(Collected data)
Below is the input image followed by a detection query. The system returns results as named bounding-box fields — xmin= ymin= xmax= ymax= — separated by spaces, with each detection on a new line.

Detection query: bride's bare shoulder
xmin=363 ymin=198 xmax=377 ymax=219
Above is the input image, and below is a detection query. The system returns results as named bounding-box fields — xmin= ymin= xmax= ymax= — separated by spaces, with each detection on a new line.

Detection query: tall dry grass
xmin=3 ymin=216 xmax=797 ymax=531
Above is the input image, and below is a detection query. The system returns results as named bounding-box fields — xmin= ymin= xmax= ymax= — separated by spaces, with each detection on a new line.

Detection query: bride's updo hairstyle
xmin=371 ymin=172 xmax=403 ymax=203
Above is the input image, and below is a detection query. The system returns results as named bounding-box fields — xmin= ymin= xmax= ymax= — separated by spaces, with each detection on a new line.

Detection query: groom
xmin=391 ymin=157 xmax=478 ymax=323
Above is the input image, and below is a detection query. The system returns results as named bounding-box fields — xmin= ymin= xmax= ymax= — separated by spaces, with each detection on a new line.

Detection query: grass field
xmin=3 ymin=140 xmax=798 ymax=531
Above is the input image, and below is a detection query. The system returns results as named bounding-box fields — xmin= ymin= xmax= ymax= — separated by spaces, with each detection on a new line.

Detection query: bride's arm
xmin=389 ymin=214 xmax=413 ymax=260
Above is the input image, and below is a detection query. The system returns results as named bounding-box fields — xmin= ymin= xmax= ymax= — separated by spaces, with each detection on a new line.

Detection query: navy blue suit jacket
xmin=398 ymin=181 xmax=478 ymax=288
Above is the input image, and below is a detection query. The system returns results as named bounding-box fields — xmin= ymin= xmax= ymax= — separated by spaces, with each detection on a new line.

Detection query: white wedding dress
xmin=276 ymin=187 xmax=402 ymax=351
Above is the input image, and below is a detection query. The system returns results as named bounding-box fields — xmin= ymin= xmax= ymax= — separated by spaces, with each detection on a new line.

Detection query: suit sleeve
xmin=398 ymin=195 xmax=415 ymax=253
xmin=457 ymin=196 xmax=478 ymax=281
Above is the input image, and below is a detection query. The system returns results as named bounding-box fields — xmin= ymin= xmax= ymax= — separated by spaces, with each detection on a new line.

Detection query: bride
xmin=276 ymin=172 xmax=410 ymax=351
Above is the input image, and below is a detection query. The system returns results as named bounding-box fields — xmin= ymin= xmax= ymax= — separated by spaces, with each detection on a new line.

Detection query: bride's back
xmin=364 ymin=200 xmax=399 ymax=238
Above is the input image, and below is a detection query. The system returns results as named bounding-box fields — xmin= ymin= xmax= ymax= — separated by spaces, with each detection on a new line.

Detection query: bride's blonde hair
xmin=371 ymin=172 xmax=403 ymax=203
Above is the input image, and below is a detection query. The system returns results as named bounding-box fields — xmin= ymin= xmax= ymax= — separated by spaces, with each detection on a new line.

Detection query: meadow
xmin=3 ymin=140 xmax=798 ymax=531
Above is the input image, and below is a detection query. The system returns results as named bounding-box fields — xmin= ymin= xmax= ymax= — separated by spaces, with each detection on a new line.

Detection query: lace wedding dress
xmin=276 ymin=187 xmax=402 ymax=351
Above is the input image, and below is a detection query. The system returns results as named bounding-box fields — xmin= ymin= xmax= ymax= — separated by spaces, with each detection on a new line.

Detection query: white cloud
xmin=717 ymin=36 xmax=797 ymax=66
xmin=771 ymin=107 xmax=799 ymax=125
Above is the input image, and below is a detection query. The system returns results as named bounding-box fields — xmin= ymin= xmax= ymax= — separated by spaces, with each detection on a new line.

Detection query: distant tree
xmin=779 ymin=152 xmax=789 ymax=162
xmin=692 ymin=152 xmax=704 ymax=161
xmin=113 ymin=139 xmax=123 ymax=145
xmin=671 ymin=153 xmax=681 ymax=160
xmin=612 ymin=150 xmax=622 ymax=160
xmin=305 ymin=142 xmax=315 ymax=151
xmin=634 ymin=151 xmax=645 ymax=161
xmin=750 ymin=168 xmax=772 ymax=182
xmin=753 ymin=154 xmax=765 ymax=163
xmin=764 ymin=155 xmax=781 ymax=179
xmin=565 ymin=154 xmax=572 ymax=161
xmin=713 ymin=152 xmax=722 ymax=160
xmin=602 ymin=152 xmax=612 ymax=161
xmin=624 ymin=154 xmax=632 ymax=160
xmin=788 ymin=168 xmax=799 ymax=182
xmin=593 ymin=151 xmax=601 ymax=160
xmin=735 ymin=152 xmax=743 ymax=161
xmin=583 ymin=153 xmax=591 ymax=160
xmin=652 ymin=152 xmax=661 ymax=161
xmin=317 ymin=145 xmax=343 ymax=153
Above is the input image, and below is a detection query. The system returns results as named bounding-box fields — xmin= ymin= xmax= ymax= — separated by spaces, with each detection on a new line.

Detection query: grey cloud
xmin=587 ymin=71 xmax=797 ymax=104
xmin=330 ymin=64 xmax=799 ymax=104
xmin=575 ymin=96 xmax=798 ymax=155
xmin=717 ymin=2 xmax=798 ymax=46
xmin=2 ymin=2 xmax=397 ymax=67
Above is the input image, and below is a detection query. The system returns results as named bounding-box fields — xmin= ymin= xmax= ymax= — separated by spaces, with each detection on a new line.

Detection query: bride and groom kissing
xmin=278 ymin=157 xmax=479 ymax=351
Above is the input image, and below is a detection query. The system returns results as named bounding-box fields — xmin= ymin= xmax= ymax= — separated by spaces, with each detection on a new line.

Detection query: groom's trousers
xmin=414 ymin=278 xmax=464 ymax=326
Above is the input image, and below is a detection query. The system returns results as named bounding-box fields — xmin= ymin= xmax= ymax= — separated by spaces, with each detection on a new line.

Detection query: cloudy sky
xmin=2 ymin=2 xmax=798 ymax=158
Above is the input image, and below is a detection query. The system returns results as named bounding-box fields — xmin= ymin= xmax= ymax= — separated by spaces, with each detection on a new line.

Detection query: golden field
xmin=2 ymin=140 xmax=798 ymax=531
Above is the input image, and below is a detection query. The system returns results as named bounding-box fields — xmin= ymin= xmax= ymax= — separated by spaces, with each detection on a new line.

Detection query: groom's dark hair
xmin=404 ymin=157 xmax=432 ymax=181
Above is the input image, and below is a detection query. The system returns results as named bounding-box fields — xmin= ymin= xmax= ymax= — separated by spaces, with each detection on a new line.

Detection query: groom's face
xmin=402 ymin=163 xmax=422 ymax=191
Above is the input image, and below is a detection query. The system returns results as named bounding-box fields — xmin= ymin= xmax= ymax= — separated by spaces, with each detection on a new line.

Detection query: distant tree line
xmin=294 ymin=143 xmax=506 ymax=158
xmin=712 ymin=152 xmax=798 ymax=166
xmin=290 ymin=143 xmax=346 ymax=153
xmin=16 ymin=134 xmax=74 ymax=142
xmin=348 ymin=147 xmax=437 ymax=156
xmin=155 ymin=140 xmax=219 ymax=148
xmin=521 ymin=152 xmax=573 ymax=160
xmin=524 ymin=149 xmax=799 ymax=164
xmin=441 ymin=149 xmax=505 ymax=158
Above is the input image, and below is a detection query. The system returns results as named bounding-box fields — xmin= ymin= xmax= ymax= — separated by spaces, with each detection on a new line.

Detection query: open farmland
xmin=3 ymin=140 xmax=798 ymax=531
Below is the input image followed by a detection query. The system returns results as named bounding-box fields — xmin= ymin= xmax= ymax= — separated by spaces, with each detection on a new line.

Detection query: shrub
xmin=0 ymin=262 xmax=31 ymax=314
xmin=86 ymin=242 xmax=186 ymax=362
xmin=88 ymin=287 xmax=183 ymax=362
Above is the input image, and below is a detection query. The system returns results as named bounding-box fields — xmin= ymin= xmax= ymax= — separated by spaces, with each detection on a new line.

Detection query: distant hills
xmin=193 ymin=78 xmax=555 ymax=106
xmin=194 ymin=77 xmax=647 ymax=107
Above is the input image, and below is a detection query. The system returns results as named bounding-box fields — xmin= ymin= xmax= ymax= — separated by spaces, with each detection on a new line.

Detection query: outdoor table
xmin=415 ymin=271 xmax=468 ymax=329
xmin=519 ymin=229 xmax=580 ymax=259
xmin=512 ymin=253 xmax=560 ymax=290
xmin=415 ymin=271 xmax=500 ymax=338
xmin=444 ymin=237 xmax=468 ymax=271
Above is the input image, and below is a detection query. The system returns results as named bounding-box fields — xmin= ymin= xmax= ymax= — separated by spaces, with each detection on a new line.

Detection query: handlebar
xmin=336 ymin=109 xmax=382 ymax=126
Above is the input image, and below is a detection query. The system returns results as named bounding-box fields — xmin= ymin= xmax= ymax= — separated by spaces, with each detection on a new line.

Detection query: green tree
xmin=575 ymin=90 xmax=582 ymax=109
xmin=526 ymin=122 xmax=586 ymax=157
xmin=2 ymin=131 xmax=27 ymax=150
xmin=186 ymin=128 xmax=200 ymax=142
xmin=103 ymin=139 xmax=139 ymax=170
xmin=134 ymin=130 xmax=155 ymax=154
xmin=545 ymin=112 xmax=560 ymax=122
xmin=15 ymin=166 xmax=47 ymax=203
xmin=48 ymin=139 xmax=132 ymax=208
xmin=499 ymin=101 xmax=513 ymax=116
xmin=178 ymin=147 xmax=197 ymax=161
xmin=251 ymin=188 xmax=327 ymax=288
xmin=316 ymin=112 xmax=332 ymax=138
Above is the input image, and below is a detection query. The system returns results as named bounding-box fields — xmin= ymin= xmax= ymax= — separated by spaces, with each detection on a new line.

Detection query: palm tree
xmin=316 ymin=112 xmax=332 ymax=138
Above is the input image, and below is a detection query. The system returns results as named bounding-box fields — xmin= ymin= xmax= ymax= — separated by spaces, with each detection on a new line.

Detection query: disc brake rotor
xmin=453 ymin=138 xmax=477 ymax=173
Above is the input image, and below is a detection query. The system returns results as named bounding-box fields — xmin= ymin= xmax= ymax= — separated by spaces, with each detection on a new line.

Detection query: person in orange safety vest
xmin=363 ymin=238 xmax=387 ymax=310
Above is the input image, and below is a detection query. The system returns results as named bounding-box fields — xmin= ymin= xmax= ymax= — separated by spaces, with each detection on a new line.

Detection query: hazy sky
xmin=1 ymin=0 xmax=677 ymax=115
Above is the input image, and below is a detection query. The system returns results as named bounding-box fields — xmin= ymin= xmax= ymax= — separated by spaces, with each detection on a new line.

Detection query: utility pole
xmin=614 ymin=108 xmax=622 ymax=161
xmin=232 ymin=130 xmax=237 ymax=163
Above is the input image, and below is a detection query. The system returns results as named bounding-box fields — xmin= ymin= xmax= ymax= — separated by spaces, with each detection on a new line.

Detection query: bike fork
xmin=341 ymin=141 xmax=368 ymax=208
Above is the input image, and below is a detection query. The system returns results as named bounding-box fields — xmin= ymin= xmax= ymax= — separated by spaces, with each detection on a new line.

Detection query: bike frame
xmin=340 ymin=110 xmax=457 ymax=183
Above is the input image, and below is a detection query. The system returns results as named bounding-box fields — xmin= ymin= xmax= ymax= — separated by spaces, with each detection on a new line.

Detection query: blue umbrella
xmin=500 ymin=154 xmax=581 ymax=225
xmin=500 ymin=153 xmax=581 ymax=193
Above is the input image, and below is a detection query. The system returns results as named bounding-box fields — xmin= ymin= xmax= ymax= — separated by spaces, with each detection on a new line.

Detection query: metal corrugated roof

| What you should do |
Please let your answer be exactly the lines from the one holding "Detection query: hazy sky" through the last line of the entries above, both ends included.

| Solution for this exercise |
Detection query: hazy sky
xmin=1 ymin=0 xmax=677 ymax=115
Above is the input image, and below is a detection query. The system returns results as named bounding-box fields — xmin= ymin= xmax= ymax= — separated by spaces, with each detection on a new line.

Detection query: utility pole
xmin=614 ymin=108 xmax=622 ymax=161
xmin=232 ymin=130 xmax=237 ymax=163
Above is the input image, and below is a detection query. The system returns results as named bounding-box fields — xmin= ymin= xmax= ymax= — separated by spaces, with each detection on a new line.

Detection query: bike fork
xmin=341 ymin=141 xmax=368 ymax=208
Above is the input image, and below is a detection query. The system returns results as named bounding-box fields — xmin= ymin= xmax= ymax= — separated by spaces, with each detection on a new line.

Detection query: bike frame
xmin=340 ymin=110 xmax=457 ymax=183
Above is the input image, and below is a detection query. The system returns results as named bounding-box fields — xmin= ymin= xmax= ymax= — separated by spaces, with each detection on a new line.

Detection query: blue umbrella
xmin=500 ymin=154 xmax=581 ymax=225
xmin=500 ymin=153 xmax=581 ymax=193
Above is the input image, and below is a detection query. The system returns results as named bounding-box fields — xmin= ymin= xmax= ymax= — separated by spaces, with each detection on a new line.

Detection query: metal corrugated roof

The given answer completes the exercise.